Directions for this task: For each line of the data below, test for "field". Report only the number of lines that pass.

[Point-per-instance localization data]
——

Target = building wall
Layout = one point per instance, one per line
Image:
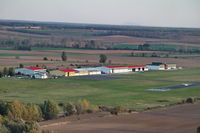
(57, 73)
(24, 71)
(70, 74)
(171, 66)
(153, 67)
(120, 70)
(94, 72)
(104, 70)
(41, 76)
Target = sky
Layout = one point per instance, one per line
(164, 13)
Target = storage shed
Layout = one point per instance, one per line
(64, 72)
(30, 70)
(138, 68)
(161, 66)
(88, 71)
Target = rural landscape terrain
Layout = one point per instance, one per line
(109, 103)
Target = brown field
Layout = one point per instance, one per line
(92, 56)
(176, 119)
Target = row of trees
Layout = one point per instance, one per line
(16, 117)
(102, 57)
(7, 72)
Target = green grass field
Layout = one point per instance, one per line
(130, 91)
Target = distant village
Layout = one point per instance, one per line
(41, 73)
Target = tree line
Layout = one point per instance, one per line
(17, 117)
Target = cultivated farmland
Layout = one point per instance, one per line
(128, 91)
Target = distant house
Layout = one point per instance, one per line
(64, 72)
(88, 71)
(161, 66)
(32, 72)
(122, 69)
(41, 76)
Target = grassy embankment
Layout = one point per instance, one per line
(130, 91)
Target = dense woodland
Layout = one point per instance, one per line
(30, 35)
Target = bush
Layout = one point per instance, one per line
(50, 110)
(16, 110)
(3, 108)
(45, 58)
(70, 109)
(34, 112)
(20, 126)
(198, 129)
(190, 100)
(47, 132)
(84, 106)
(4, 129)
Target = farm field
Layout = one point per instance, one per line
(178, 119)
(12, 58)
(130, 90)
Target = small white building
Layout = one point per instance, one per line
(122, 69)
(88, 71)
(41, 76)
(138, 68)
(161, 66)
(36, 72)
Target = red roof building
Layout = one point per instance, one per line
(68, 70)
(34, 68)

——

Written response: 3